§ PASSAGE PROVIDED
────────────────────────────────────────

Automations

Recurring or triggered agent work.

Automations run agent work from a schedule or a manual click, so you don't have to open a workspace and retype the same prompt every time.

In the app this lives under Workflows in the sidebar (marked beta). The two names point at the same thing: "workflow" is what you see in the UI, "automation" is what this doc (and the API) calls it underneath.

Creating a workflow: prompt, run location (local, personal cloud, or team cloud), schedule, agent and model, and access level.

Set a schedule

Automations run on a schedule or from manual dispatch- click Run now whenever you want, whether or not a schedule is attached.

Today, schedules are hourly or daily (daily can be limited to specific weekdays, like weekdays-only or weekends-only). More complex recurrence and event-based triggers aren't supported yet; if you need "run when a PR opens" or "run when Sentry fires," that's on the roadmap, not in the product.

Pick who it runs as, and where

Every automation has an owner and a run location, both set from the Run in control in the editor:

  • Personal automations run with your own setup and only you can see or manage them.
  • Team automations run in your organization's cloud. Creating, editing, running, and pausing one all require an organization admin today. See team workflows for the full shape.

The run location follows from the owner:

  • Local - a worktree on your machine, personal automations only. This only fires while the desktop app is open, so it's the least predictable choice for anything scheduled. See scheduled-run predictability.

────────────────────────────────────────

§ RECORD EXCERPTS
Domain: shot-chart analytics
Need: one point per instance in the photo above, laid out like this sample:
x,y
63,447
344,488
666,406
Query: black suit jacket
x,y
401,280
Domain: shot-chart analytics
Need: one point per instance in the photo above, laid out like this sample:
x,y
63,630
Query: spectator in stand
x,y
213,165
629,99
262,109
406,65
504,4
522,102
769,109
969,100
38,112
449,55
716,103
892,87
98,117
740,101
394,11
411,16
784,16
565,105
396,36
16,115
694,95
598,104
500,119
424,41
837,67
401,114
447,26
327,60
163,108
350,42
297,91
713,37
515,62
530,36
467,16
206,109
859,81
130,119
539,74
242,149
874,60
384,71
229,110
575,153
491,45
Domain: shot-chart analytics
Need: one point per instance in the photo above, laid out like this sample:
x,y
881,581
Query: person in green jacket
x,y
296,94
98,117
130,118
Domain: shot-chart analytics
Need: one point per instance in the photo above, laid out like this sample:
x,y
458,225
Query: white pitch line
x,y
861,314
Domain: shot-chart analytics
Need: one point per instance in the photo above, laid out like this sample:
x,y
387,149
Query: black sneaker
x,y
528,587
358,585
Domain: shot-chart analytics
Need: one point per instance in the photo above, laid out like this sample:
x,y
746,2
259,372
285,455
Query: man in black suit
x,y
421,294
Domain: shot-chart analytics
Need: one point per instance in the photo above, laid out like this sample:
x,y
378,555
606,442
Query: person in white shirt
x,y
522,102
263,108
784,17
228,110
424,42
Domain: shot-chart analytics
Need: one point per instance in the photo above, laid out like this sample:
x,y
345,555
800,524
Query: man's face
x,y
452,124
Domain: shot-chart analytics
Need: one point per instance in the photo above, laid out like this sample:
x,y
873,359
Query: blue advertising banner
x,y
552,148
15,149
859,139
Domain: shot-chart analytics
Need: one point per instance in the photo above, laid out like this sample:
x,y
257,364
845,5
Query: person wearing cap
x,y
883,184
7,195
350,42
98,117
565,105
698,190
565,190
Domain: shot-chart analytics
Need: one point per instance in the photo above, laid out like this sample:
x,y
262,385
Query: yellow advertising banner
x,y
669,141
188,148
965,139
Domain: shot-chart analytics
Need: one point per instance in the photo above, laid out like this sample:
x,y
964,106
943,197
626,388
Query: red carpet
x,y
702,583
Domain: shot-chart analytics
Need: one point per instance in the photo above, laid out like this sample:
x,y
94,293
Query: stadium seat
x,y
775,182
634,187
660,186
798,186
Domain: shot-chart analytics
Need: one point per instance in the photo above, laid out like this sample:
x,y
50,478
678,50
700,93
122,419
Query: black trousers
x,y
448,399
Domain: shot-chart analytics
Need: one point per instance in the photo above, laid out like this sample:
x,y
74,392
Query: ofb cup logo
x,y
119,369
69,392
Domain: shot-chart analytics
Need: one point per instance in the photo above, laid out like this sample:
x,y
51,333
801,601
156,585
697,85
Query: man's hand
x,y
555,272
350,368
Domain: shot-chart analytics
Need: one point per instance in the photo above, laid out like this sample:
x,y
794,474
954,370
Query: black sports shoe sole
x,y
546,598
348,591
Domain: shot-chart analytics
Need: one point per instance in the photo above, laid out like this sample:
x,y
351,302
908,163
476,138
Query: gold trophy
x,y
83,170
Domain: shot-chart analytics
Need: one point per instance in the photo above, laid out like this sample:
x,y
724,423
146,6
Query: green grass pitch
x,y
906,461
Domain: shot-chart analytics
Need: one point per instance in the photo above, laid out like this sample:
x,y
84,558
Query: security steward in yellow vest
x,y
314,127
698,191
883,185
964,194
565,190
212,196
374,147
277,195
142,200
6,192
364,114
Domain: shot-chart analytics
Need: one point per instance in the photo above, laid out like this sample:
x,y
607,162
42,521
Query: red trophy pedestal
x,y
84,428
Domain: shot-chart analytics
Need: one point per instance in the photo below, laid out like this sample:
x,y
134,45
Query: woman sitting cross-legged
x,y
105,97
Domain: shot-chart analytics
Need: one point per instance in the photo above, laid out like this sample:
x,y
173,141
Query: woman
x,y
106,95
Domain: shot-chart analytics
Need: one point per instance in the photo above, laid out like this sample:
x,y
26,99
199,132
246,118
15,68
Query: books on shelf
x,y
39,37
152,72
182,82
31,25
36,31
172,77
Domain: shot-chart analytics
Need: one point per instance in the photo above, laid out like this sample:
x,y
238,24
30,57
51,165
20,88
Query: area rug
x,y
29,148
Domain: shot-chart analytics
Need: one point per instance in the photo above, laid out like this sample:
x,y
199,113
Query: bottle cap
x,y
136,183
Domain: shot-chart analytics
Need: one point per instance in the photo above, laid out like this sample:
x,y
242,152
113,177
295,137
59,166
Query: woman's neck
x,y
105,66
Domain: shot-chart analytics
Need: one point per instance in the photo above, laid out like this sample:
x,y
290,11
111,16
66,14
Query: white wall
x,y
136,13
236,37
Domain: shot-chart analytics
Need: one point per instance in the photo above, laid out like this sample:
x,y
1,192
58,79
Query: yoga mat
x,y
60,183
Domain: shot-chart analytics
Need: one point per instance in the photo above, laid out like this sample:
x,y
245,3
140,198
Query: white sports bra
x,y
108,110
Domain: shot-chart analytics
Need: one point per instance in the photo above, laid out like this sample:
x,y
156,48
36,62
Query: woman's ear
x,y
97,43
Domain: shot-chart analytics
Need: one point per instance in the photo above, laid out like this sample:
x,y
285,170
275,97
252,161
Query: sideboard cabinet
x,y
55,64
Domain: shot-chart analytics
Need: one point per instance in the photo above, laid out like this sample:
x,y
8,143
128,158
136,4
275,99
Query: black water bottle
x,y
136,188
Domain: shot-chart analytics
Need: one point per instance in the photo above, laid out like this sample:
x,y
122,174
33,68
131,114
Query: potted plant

────────────────────────────────────────

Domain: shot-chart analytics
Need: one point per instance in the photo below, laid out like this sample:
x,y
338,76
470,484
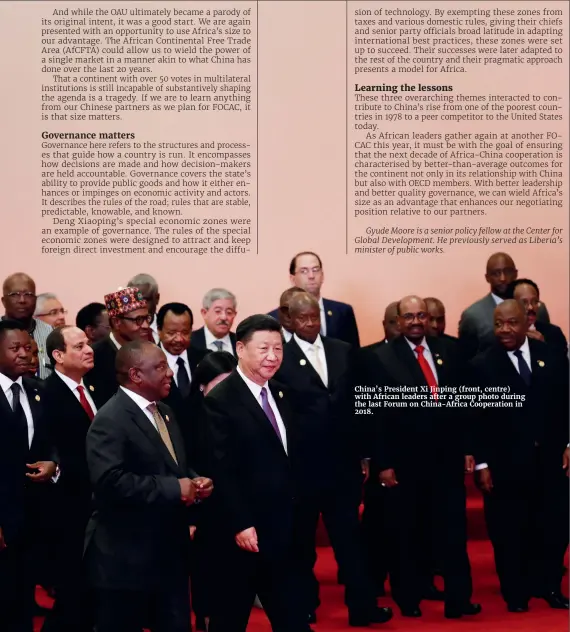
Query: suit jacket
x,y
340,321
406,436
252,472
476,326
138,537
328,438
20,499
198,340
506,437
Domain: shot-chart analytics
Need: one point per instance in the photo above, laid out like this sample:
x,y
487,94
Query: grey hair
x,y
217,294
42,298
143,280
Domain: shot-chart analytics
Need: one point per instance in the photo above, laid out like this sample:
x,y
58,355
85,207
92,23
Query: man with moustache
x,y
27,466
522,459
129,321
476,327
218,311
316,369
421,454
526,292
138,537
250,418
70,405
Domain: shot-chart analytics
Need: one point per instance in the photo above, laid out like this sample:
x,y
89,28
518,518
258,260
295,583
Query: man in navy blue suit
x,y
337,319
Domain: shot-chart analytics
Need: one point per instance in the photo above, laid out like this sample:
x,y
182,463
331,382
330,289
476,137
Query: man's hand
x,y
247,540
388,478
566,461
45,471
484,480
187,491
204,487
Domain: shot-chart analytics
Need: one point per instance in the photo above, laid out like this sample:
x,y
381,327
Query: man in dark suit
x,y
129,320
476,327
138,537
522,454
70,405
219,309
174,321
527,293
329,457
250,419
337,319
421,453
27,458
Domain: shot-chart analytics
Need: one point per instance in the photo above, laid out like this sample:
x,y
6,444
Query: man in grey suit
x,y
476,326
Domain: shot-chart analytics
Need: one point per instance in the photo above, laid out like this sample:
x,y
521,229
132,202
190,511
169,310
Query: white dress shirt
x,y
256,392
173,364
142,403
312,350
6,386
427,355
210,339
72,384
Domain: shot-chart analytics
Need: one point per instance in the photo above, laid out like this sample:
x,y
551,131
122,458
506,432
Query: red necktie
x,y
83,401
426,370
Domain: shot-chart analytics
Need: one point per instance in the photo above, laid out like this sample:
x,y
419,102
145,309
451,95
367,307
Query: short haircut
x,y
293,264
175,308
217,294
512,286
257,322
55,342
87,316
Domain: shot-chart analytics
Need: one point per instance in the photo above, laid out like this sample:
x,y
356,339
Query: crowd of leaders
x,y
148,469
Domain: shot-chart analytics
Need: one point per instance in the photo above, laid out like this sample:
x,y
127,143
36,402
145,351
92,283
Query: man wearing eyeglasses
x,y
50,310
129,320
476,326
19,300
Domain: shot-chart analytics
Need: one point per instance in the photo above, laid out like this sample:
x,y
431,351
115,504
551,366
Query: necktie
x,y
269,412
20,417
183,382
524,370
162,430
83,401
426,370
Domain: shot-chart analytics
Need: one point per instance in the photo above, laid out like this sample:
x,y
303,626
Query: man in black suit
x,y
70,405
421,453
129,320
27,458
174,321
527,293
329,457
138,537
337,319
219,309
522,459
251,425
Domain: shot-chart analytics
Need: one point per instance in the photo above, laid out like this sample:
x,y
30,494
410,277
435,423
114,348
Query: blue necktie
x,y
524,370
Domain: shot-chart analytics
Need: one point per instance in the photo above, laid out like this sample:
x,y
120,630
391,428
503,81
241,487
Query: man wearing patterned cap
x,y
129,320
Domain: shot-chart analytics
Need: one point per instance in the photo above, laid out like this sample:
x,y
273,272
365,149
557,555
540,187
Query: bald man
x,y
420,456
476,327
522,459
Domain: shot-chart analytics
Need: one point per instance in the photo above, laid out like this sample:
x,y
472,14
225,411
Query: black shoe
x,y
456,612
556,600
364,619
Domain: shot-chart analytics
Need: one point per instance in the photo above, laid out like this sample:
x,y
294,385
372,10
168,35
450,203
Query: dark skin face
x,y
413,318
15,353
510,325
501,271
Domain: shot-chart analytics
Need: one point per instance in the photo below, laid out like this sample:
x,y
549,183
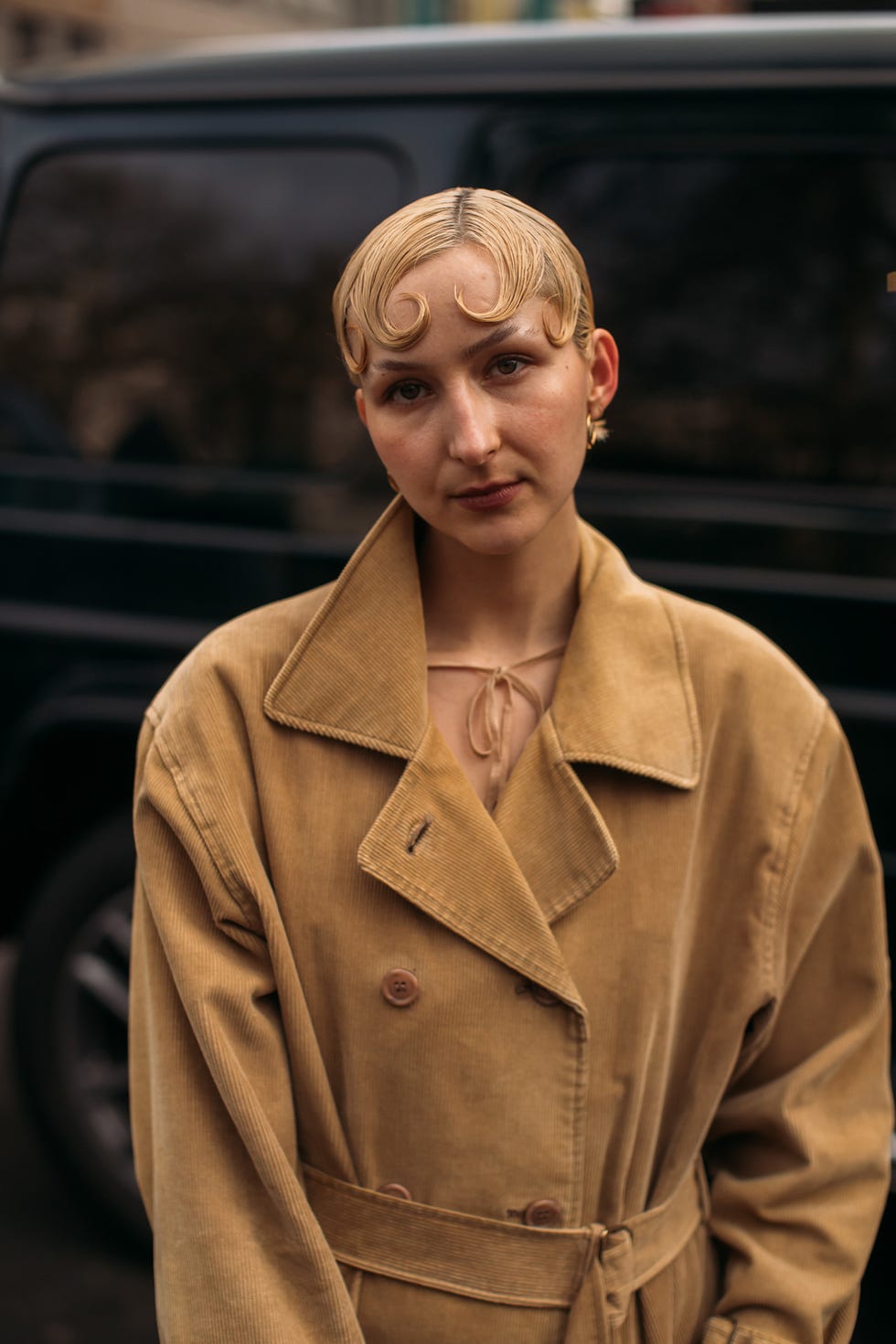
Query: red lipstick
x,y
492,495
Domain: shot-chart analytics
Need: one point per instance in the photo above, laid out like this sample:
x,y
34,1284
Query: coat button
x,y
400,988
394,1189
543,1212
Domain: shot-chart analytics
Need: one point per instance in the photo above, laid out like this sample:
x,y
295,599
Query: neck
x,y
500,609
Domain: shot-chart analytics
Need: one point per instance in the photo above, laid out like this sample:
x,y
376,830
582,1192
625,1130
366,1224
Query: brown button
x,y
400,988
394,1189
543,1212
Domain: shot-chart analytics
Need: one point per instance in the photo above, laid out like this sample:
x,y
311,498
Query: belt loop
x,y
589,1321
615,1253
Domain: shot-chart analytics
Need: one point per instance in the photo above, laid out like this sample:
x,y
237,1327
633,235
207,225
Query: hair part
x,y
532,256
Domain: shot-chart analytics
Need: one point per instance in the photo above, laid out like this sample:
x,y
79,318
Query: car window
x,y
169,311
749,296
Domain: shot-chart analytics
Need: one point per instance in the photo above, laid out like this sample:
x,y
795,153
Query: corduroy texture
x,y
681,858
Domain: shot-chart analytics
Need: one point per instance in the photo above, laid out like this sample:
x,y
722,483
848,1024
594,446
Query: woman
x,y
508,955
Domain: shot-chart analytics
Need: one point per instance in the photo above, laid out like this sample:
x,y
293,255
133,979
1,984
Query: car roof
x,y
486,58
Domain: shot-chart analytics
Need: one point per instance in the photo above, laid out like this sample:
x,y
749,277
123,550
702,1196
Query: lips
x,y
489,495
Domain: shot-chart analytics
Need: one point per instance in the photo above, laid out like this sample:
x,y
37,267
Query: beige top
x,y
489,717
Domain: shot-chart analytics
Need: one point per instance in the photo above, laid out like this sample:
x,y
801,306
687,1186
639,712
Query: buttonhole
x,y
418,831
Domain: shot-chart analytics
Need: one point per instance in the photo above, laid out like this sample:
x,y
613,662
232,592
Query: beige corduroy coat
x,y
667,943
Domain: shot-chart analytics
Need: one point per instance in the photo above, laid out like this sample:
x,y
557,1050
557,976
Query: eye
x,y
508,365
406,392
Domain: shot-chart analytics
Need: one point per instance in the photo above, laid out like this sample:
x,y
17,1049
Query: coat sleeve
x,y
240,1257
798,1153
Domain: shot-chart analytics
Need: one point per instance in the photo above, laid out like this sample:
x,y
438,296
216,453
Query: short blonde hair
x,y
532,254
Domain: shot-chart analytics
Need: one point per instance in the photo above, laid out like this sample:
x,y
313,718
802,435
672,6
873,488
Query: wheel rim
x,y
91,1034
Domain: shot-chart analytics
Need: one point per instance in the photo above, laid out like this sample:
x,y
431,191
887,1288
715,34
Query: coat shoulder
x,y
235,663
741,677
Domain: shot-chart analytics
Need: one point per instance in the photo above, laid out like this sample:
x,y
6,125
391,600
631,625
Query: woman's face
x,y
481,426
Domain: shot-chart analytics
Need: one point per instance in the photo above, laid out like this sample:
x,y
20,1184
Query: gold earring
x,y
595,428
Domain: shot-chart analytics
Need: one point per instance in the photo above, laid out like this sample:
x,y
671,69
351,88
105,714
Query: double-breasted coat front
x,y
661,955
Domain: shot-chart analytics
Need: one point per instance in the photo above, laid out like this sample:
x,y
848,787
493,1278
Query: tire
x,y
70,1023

────────────────────────────────────────

§ REQUIREMENT 1
Based on the automations text, say whether each statement agrees with it. Answer yes or no, and quote the exact words that decide it.
(a) Schedules can be set to run hourly or daily.
(b) Automations can already be triggered when a PR opens.
(c) Any team member can pause a team automation.
§ REQUIREMENT 2
According to the automations text, where in the app are automations found?
§ REQUIREMENT 3
Translate this sentence from the automations text into Spanish: "Personal automations run with your own setup and only you can see or manage them."
Use only the automations text, not the items.

§ ANSWER SPACE 1
(a) Yes: "Today, schedules are hourly or daily"
(b) No: "More complex recurrence and event-based triggers aren't supported yet"
(c) No: "Creating, editing, running, and pausing one all require an organization admin today."

§ ANSWER SPACE 2
Under Workflows in the sidebar, marked beta.

§ ANSWER SPACE 3
Las automatizaciones personales se ejecutan con tu propia configuración y solo tú puedes verlas o gestionarlas.